▶ SOURCE RECORDS:
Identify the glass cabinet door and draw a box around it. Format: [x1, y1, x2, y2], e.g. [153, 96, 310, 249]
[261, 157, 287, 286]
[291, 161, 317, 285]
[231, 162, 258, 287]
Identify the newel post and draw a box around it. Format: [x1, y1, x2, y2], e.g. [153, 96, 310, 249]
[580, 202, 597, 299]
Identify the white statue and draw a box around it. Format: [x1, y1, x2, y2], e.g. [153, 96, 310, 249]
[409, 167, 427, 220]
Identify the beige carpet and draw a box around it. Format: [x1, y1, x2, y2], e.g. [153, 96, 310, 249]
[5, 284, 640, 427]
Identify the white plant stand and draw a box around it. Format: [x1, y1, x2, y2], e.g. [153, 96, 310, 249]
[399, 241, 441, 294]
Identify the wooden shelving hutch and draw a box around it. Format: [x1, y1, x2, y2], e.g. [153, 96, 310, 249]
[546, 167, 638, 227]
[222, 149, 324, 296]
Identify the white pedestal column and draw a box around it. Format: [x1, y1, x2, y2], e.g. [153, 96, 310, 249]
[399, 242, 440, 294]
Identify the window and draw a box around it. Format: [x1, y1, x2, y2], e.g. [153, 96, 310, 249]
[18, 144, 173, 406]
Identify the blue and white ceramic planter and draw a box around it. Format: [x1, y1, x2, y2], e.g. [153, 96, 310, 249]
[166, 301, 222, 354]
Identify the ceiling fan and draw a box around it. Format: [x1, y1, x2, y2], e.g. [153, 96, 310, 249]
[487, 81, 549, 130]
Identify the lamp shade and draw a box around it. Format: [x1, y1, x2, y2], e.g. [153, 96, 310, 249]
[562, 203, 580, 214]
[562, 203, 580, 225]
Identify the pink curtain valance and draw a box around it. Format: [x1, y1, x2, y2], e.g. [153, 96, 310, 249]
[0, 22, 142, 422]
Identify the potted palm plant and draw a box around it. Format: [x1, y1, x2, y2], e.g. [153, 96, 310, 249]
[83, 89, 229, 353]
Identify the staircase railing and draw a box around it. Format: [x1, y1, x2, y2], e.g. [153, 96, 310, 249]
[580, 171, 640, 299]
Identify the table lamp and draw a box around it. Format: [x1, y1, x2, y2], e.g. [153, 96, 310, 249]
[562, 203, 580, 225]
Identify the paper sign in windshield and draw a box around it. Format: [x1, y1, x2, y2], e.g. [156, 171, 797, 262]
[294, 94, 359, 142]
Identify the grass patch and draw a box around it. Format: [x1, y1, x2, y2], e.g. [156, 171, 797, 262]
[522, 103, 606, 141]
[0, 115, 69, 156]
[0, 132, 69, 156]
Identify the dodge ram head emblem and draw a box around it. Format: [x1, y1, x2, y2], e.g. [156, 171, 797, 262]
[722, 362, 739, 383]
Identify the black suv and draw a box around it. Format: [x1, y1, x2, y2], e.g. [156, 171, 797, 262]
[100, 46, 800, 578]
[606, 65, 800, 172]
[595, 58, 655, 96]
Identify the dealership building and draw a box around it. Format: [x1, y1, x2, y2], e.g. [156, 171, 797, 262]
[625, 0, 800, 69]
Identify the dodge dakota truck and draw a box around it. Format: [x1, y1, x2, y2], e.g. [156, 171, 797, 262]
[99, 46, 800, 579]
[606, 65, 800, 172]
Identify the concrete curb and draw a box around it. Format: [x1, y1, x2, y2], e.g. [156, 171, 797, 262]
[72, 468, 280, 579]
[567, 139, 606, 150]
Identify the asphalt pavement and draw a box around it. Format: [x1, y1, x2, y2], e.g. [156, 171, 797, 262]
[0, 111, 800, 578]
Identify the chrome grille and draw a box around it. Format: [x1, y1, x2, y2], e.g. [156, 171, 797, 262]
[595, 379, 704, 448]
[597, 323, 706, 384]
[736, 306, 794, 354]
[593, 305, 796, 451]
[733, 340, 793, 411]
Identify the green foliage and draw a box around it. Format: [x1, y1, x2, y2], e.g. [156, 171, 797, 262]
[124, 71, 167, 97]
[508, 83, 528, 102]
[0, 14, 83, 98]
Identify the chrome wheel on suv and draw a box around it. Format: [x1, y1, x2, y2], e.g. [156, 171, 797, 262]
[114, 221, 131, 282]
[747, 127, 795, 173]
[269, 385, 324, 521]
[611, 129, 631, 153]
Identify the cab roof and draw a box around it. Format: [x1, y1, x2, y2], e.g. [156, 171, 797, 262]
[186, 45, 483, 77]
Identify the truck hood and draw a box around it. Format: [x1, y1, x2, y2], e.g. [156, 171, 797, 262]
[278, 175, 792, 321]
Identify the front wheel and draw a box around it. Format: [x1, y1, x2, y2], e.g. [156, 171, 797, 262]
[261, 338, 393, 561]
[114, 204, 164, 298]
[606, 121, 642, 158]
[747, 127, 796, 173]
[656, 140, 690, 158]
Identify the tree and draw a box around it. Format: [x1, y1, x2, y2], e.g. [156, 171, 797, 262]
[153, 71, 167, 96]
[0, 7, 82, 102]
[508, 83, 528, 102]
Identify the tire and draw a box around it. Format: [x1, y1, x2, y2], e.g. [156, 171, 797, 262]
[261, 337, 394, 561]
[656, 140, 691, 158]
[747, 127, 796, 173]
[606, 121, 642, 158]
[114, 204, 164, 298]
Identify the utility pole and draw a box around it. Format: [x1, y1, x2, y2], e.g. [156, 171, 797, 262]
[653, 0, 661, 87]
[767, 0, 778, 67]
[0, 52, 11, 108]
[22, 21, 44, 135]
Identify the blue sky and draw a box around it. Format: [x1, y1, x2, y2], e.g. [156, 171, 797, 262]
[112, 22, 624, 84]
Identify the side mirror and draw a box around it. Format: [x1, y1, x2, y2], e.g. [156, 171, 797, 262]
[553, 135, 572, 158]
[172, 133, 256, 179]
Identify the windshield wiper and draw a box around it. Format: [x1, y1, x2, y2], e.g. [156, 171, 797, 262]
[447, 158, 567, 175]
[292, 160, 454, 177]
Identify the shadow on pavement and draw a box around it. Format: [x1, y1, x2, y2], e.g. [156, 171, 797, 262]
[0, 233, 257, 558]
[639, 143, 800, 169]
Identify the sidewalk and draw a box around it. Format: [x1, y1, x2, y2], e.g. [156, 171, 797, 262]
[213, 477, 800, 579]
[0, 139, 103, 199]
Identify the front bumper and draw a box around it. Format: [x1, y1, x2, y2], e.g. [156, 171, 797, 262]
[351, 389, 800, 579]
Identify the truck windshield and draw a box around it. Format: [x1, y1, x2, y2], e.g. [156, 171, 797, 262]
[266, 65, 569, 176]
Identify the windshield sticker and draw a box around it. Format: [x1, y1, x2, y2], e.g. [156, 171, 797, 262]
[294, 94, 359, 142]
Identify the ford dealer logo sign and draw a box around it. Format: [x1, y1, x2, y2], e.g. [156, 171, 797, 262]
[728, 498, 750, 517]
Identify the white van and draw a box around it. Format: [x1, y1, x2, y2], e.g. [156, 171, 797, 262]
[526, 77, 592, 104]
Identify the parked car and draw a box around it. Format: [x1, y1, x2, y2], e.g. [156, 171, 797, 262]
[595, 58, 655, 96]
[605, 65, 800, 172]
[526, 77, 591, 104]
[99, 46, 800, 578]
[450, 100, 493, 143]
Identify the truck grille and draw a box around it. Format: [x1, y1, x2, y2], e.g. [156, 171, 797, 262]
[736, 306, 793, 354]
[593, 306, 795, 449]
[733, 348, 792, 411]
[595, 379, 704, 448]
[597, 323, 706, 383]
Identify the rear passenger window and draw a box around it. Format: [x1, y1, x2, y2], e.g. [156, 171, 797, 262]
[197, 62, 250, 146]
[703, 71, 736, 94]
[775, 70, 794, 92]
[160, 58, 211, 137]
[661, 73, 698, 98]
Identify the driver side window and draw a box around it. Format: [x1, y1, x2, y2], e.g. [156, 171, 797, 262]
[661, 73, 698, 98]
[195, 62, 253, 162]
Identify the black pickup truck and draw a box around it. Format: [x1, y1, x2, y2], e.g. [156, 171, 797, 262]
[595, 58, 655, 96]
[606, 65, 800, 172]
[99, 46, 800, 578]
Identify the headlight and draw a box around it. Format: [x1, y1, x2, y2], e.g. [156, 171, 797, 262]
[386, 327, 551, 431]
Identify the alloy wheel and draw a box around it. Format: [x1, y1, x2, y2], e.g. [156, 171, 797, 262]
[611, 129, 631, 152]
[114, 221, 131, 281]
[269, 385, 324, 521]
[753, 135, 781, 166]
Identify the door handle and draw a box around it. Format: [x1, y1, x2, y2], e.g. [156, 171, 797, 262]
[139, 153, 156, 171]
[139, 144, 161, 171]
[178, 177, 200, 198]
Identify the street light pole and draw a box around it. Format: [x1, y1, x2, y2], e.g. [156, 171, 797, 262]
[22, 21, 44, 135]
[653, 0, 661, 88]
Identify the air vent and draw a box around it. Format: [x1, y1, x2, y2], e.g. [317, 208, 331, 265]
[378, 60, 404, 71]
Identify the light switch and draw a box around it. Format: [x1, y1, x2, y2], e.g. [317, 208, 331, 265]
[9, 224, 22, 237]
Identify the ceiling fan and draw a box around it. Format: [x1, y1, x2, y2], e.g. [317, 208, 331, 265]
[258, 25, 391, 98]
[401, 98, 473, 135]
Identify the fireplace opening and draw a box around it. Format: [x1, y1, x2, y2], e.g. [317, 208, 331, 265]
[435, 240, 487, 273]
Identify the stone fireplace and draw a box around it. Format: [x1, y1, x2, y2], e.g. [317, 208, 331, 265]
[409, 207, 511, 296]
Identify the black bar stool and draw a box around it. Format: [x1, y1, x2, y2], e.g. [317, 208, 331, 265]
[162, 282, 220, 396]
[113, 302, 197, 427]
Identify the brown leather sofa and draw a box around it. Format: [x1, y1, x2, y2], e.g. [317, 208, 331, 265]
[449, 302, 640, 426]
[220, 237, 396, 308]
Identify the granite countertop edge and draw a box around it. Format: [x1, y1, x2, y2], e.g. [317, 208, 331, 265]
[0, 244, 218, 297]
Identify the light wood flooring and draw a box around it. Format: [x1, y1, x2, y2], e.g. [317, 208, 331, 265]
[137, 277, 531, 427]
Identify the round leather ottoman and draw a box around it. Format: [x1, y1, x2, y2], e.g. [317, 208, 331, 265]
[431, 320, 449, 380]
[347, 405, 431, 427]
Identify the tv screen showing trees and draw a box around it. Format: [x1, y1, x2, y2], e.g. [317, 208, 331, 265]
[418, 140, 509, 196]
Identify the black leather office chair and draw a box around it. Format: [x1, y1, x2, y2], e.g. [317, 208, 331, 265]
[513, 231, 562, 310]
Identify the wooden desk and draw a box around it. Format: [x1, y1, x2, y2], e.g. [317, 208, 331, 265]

▶ TASK TO CARRY OUT:
Can you repeat the stretch from the line containing "Identify the dodge dakota" through the line containing "[0, 14, 83, 98]", swapping "chrome grille" for "front grille" and leaving everything else in those lines unchanged?

▶ RESULT FOR THIS TASK:
Identify the dodge dakota truck and draw a box around it. Format: [x1, y1, x2, y2], e.g. [156, 171, 797, 262]
[99, 46, 800, 579]
[606, 65, 800, 172]
Identify the concrete curb and draw a box around it. Format: [x1, y1, x2, y2], e.g. [156, 171, 797, 262]
[72, 468, 280, 579]
[567, 139, 606, 150]
Identify the asphalt pavement and draw a box around it. Format: [x1, y1, x2, y2], e.g. [156, 171, 797, 262]
[0, 111, 800, 578]
Identify the front grille and draw a box around it. Format: [x1, y1, x2, y2], e.g. [156, 171, 797, 262]
[595, 379, 704, 448]
[597, 323, 706, 384]
[736, 306, 794, 354]
[593, 305, 796, 451]
[733, 340, 793, 411]
Identify the green foliage and draw a box around it. Format: [x1, y1, x2, y2], e.g. [156, 171, 797, 262]
[124, 71, 167, 97]
[508, 83, 528, 102]
[0, 14, 83, 98]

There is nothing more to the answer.